Description of the task – Each entry should be quoted word for word, including every mark of punctuation.

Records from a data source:
------------------------------------

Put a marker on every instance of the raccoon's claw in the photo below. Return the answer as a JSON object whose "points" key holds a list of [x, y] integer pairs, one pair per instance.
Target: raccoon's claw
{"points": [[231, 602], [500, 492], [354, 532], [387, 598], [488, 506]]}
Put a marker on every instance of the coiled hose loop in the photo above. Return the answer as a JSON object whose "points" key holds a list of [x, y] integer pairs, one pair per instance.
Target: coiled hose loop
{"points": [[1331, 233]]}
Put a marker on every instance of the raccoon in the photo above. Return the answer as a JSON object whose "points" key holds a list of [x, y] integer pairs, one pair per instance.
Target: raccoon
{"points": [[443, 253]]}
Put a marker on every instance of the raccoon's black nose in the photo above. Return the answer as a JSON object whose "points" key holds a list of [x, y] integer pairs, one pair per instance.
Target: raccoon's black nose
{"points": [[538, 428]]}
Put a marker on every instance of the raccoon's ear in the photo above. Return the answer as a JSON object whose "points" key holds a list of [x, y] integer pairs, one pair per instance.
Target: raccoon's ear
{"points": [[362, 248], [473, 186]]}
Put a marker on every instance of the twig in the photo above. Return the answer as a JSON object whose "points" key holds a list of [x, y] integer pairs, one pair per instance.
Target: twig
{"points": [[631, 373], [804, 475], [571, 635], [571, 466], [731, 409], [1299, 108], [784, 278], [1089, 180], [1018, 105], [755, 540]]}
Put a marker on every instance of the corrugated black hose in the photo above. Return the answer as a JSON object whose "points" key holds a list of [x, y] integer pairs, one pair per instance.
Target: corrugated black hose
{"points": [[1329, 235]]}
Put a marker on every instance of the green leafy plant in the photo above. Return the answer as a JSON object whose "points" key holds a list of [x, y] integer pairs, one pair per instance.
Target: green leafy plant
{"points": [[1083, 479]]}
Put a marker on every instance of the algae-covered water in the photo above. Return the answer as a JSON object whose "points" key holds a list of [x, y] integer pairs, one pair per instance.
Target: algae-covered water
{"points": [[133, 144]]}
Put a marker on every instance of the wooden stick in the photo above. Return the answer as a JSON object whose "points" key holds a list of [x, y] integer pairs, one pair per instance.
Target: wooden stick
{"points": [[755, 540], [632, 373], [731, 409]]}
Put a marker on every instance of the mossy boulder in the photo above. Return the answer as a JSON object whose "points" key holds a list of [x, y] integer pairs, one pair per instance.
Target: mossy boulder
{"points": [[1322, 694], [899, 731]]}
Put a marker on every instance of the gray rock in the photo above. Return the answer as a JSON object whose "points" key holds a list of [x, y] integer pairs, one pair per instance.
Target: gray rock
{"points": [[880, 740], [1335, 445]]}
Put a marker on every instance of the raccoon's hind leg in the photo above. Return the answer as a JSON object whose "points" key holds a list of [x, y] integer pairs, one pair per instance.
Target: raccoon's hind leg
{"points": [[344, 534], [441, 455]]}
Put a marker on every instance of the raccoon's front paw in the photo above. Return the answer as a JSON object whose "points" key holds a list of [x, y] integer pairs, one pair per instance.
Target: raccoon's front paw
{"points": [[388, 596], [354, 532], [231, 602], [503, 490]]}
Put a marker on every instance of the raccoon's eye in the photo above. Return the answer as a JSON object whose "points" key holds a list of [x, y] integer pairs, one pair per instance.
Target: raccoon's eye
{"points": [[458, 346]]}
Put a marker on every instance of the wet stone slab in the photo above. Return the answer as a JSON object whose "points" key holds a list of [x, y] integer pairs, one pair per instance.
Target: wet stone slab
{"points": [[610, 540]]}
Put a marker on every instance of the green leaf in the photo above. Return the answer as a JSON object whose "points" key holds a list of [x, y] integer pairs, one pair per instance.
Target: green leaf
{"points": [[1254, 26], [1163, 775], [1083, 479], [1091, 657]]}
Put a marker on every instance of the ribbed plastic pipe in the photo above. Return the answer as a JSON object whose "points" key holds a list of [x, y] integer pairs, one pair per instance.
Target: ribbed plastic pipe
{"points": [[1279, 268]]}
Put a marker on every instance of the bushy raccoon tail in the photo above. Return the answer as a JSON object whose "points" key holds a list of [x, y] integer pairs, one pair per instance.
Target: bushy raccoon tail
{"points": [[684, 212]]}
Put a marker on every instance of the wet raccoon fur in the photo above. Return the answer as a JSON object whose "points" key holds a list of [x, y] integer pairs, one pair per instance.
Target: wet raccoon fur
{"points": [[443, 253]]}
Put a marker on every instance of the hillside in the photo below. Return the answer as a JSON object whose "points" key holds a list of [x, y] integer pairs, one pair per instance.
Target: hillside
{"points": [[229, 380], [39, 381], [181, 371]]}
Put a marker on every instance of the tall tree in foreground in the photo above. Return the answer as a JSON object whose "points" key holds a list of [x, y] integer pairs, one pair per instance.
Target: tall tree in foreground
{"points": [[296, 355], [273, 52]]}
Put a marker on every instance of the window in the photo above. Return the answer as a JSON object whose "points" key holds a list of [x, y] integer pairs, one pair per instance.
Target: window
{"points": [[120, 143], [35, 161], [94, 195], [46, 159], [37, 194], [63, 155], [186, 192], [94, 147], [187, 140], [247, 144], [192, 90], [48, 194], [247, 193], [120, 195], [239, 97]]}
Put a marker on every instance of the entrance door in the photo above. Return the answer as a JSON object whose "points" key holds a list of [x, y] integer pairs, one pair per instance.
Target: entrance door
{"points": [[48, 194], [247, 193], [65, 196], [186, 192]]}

------------------------------------

Complete response –
Put a marker on every instance of the raccoon's claw in the photo below. Return the answer as a JSON object whose "points" key holds a list of [x, y] integer pairs, one pair per instance.
Target: raccoon's claw
{"points": [[231, 602], [500, 492], [354, 532], [387, 598], [488, 506]]}
Put a marker on every instance of the coiled hose loop in the photo above. Return the answer as a JSON object whose "points" key holds a list of [x, y] integer pairs, one pair per instance.
Target: coiled hose loop
{"points": [[1331, 233]]}
Put a marker on every instance of the raccoon in the photo above. Return the answer as a JSON object whose "points" key holds a list of [x, y] integer pairs, one pair per instance.
Target: raccoon
{"points": [[443, 253]]}
Put a marker on every instance of the raccoon's black nose in the photo above. Return the answer as a JSON object whose "points" key holds a list of [x, y] integer pairs, one pair per instance.
Target: raccoon's black nose
{"points": [[538, 428]]}
Put a marker on every instance of the raccoon's ear in the photo above. Return the answer as a JSON object whose "points" key holds a list of [x, y] integer pairs, one pair per instance.
Target: raccoon's ear
{"points": [[362, 248], [473, 186]]}
Put a marker on every instance of the twig in the photo above. Return the answer as a JSON object whose "points" key holds a list of [x, y] integer pairs, one pair per instance.
Target: twig
{"points": [[631, 373], [804, 475], [571, 635], [571, 466], [731, 409], [1299, 108], [784, 278], [1089, 180], [1018, 105], [755, 540]]}
Put a marker on every instance of the corrugated black hose in the photo above. Return the answer as a JSON object whose "points" key holds a list of [x, y] integer pairs, one pair per instance.
Target: corrugated black hose
{"points": [[1329, 235]]}
Put a marker on every instance of the green leafy plant in the photo above. Return the answer as a JSON object whose "points" key holds a list of [x, y] integer pairs, one pair per instance.
Target: green leafy plant
{"points": [[1083, 479]]}
Put a marker on every instance of the algae-covered water in the photo above. Return the answer as a JSON object whose "points" key holds a list of [x, y] integer pairs, one pair per instance.
Target: algae-covered water
{"points": [[133, 144]]}
Put a marker on every instance of the wooden stick in the photo above. Return the answer as a JSON object whose "points" key holds a list of [x, y] integer pairs, one pair per instance.
Target: wooden stick
{"points": [[755, 540], [632, 373], [731, 409]]}
Put a marker on every instance of the mossy boulder in the photo above. Return the answer as a JSON object whose "points" key holds a list of [x, y] integer pairs, one pair per instance.
Target: mossy boulder
{"points": [[1322, 694], [899, 731]]}
Put a marker on every instance of the gray rock in the photo above. Return the answer as a JSON object whose "points" key holds a list of [x, y] integer pairs, one pair per instance.
Target: gray rock
{"points": [[880, 740], [1335, 445]]}
Put a marker on every instance of the raccoon's hind leg in the photo above. Return the answer as a JSON object whose "points" key holds a list of [x, y] integer pairs, one pair per instance.
Target: raccoon's hind leg
{"points": [[344, 534], [441, 455]]}
Put a marker on every instance of the raccoon's front paw in the photo above. Return the answer as a JSON object whose "points" key holds a list of [x, y] integer pairs, one pair per instance.
Target: raccoon's front paw
{"points": [[388, 596], [354, 532], [231, 602], [503, 490]]}
Put a marker on every instance of the raccoon's eye in the photo above. Return the answer as a JSON object whose "points" key holds a list of [x, y] integer pairs, one pair per instance.
Target: raccoon's eye
{"points": [[458, 346]]}
Put a marker on every instance of the wet stone slab in the photo above. Return the answer as a JSON object whose "points" key holds a list of [x, y] integer pairs, one pair per instance.
Target: wet stone slab
{"points": [[610, 540]]}
Put a marker on every instance of the green leaf in the photo above. Return the answer as a JSON object whose "points" key holds a list of [x, y] integer pairs, one pair per instance.
Target: green leaf
{"points": [[1254, 26], [1163, 775], [1083, 479], [1091, 657]]}
Put a marker on every instance of the ribbed plastic pipe in the photo above. Return the answer as a JSON object whose "points" key holds a list of [x, y] integer pairs, one pair per instance.
Target: ribbed plastic pipe
{"points": [[1279, 268]]}
Put a marker on every instance of the bushy raccoon tail in the photo above. Return the answer as a JSON object whose "points" key holds a list of [x, y] integer pairs, one pair per instance.
Target: bushy raccoon tail
{"points": [[684, 212]]}
Put a marker on every instance of the wet raccoon fur in the photo above. Return the answer as a JSON object whose "points" key holds a list of [x, y] integer pairs, one pair per instance.
Target: wet raccoon fur
{"points": [[443, 253]]}
Put a marker on every instance of the hillside in the photo below. Return the answer as a JSON object whose "points" key holds a list of [x, y] integer pairs, one pair per instance.
Target: hillside
{"points": [[229, 380], [39, 381], [181, 371]]}
Put a marker on every instance of the tall tree in foreground in the photo above. Return the answer as a JSON object whose "points" key holds a list of [x, y] integer pairs, one pair per instance.
Target: tall tree in foreground
{"points": [[296, 355], [273, 52]]}
Put a marker on every instance of the window in the photo above. Return the answer as a JSON object whose "points" key holds a list of [x, y] integer pairs, one pair per instance.
Target: window
{"points": [[120, 143], [35, 161], [94, 195], [46, 159], [37, 194], [63, 155], [186, 192], [94, 147], [187, 140], [247, 144], [192, 90], [48, 194], [247, 193], [120, 195], [239, 97]]}
Put a marker on every instance of the entrance door in the photo above. Return the answer as a JSON object whose "points" key holds a list of [x, y] integer pairs, one pair per instance.
Target: entrance door
{"points": [[48, 194], [247, 193], [65, 196], [186, 192]]}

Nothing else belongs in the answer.